[Start EXTRACT PROVIDED]
[LLVMdev] Analysis of polly-detect overhead in oggenc

Sun Jul 14 14:59:26 PDT 2013

On 07/14/2013 08:05 AM, Star Tan wrote:
> I have found that the extremely expensive compile-time overhead comes from the string buffer operation for "INVALID" MACRO in the polly-detect pass.
> Attached is a hack patch file that simply remove the string buffer operation. This patch file can significantly reduce compile-time overhead when compiling big source code. For example, for oggen*8.ll,  the compile time is reduced from 40.5261 ( 51.2%) to 5.8813s (15.9%) with this patch file.

Very nice analysis. I just tried it myself and can verify that for
oggenc 16x, your patch reduces the scop-detection time from 90 seconds
(80 %) to 0.5 seconds (2.5 %).

I think there are two problems:

   1) The cost of printing a single LLVM type/value increases with
      the size of the overall Module. This seems to be because
      TypeFinder::run() is called each time, without caching in place.
      The cost of TypeFinder::run() increases with the size of the
      module, as it basically just performs a scan on the entire Module.

   2) We are formatting the failure messages during normal compilation,
      even though they are only used in debugging tools like -view-scops

In terms of solutions:

It would be interesting to understand why is 1) so slow, especially as
it seems to be either a fundamental problem in LLVM IR printing or the
way we use the IR printing infrastructure. On the other side, for Polly
we need to solve 2) anyway. Even if formatting would be faster, we
should still not do it, if not needed. As we need to solve 2) anyway, 1)
will only hit us when we do debugging/formatting. I assume in case of
debugging the files we are looking into are normally smaller, such that
the formatting overhead will not be that big.

Hence, I would focus on 2). We could probably just put the code under a
NDEBUG ifndef, but I would actually like to keep them available even in
NDEBUG mode, as we may want to use the error messages to hint users to
why their code can not be optimized. For this and also to get rid of
another annoyance, the INVALID macro, I think we need to restructure the
reporting of the last error, such that formatting of the error messages
can be done on-demand. Another problem that could be solved at this
point is to remove the macro use, which hides the fact that the
functions return as soon as INVALID is called, which is plainly ugly.

I am not sure how to structure this, but I could imagine some small
class hierarchy that has a class for each error type. Each class just
stores pointers to the data structures it needs to format its error
message, but only formats the error on-demand. We could then return this
class in case of failure and return a NoError class or a NULL pointer in
case of success.

This change may also help us to later add support to keep track of all
errors we encounter (not just the first one). This is something Andreas
and Johannes found helpful earlier.

Cheers,
Tobias

g
[End EXTRACT PROVIDED]
[Start GIVEN RECORDS]
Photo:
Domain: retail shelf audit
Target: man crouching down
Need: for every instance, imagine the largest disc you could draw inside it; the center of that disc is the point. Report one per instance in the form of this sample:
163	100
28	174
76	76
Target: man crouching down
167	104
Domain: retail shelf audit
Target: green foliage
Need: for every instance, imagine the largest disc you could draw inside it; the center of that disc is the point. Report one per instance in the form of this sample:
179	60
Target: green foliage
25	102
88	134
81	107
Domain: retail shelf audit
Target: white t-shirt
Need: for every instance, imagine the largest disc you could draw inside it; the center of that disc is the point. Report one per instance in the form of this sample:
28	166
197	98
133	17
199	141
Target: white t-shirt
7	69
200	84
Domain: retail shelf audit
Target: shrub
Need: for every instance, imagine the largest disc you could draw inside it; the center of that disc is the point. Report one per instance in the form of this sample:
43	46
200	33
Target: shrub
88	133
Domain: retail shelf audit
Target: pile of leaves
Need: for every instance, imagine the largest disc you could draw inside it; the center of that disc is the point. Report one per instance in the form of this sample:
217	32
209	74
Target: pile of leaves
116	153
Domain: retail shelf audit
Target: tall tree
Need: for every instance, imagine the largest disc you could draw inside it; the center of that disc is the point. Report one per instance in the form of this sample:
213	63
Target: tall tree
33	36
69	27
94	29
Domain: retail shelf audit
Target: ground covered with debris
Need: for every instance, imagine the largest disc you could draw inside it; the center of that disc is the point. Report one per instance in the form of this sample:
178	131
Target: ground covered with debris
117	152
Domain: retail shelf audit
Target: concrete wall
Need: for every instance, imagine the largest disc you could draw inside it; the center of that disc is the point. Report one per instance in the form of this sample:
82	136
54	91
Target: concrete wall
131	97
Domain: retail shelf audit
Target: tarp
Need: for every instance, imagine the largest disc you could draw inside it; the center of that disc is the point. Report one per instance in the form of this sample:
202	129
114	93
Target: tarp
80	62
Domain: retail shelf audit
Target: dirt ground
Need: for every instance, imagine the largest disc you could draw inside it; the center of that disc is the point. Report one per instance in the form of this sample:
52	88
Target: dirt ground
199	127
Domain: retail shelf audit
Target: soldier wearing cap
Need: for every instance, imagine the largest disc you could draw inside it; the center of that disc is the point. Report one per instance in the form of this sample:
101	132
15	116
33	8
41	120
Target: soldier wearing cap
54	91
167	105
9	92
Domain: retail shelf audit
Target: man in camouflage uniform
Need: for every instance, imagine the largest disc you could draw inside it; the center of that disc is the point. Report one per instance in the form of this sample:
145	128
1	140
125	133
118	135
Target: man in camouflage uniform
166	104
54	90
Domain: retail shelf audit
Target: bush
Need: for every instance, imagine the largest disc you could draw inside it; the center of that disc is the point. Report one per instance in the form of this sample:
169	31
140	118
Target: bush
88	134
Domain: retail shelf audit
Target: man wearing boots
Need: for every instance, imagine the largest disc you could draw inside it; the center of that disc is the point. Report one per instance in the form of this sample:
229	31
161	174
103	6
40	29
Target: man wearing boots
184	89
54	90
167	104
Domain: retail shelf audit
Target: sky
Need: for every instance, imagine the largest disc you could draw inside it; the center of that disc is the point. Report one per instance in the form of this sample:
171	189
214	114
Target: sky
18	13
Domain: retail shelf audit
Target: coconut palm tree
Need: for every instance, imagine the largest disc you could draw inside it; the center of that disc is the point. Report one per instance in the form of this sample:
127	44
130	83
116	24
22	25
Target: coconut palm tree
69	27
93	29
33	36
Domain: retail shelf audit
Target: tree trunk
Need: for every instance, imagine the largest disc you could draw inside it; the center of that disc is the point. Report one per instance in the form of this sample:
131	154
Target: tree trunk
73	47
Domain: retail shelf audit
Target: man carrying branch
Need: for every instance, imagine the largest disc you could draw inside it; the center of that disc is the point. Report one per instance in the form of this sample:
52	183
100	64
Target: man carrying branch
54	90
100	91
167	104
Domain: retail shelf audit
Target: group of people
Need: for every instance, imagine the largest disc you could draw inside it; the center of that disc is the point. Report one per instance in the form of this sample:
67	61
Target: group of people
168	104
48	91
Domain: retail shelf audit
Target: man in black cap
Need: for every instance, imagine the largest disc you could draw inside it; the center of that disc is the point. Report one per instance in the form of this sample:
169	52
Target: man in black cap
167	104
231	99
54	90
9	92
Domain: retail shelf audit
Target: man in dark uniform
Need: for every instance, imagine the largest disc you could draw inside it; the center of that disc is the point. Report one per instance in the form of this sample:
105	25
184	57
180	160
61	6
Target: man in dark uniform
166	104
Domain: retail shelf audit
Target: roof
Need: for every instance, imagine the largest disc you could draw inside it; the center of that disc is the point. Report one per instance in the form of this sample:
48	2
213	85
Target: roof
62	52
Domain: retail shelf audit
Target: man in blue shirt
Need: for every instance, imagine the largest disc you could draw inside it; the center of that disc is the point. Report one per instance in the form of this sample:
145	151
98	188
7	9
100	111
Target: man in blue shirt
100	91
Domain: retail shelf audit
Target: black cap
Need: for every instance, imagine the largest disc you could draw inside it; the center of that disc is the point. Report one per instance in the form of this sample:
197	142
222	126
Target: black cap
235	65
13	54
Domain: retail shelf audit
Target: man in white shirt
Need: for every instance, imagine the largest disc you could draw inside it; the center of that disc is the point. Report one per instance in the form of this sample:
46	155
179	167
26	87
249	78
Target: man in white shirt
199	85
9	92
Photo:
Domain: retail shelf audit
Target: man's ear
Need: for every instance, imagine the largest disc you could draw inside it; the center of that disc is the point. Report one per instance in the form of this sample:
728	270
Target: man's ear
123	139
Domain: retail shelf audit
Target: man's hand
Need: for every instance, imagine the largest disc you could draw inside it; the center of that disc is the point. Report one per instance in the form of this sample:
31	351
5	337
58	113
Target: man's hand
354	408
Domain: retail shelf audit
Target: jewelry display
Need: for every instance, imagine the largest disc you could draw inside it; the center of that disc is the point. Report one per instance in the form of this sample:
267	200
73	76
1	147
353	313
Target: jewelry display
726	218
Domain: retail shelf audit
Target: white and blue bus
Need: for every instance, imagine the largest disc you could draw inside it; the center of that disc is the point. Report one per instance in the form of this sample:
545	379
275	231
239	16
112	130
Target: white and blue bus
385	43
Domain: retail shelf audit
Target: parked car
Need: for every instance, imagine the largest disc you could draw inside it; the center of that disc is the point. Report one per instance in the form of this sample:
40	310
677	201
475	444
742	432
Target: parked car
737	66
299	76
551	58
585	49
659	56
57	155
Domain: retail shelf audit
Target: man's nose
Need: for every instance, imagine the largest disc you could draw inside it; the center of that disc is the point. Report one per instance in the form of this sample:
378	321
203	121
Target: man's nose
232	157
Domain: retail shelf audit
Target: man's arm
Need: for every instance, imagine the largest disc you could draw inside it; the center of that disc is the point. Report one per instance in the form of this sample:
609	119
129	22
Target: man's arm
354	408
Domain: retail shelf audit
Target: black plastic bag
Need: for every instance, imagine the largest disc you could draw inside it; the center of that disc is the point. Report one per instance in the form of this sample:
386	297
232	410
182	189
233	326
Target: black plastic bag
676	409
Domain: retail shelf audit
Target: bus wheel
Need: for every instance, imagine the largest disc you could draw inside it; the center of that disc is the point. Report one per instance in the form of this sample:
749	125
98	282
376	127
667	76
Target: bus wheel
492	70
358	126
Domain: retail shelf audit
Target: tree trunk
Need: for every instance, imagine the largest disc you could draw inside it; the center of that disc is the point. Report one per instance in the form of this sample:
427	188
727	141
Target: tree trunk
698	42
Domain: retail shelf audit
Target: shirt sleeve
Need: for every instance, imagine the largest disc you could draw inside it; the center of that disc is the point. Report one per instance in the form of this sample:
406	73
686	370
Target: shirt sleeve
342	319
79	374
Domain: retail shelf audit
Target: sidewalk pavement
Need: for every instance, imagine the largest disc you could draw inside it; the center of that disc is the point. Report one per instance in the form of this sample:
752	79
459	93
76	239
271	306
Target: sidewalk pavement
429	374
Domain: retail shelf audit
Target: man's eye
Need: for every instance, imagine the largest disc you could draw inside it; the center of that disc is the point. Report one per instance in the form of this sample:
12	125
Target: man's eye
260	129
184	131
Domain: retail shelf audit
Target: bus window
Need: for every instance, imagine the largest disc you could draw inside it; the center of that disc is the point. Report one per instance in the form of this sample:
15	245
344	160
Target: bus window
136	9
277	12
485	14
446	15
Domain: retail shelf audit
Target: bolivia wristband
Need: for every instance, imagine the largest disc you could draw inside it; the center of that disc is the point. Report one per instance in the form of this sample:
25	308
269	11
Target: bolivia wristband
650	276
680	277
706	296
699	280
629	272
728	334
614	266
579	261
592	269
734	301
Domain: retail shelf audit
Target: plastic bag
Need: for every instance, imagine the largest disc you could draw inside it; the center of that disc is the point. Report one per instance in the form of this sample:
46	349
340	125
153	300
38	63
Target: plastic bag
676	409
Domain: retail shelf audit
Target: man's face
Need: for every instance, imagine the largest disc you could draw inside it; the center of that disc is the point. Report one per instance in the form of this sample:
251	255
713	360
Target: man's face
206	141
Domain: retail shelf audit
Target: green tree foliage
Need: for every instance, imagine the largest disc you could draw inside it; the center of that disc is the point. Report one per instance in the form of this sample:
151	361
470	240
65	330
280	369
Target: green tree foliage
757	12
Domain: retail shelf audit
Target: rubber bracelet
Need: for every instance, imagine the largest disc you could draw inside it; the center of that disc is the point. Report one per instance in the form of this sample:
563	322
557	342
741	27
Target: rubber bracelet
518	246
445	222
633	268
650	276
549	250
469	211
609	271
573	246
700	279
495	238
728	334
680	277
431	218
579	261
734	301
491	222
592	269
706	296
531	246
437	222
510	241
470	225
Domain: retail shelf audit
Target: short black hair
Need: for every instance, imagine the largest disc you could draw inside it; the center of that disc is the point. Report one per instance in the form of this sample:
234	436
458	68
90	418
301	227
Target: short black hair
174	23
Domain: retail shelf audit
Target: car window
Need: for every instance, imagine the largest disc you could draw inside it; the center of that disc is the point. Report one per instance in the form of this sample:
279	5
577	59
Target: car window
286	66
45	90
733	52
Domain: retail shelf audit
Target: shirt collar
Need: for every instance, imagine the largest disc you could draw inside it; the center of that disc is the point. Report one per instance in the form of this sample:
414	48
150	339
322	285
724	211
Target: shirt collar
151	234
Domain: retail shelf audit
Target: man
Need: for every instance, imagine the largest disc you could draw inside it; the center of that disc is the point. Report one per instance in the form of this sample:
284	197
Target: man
[End GIVEN RECORDS]
*EXERCISE:*
From the post on polly-detect overhead, return the span starting with "2) We are formatting" and going on through "be that big.", copied word for word. The records are separate material, unrelated to the text.

*RESPONSE TO THE EXERCISE:*
2) We are formatting the failure messages during normal compilation,
      even though they are only used in debugging tools like -view-scops

In terms of solutions:

It would be interesting to understand why is 1) so slow, especially as
it seems to be either a fundamental problem in LLVM IR printing or the
way we use the IR printing infrastructure. On the other side, for Polly
we need to solve 2) anyway. Even if formatting would be faster, we
should still not do it, if not needed. As we need to solve 2) anyway, 1)
will only hit us when we do debugging/formatting. I assume in case of
debugging the files we are looking into are normally smaller, such that
the formatting overhead will not be that big.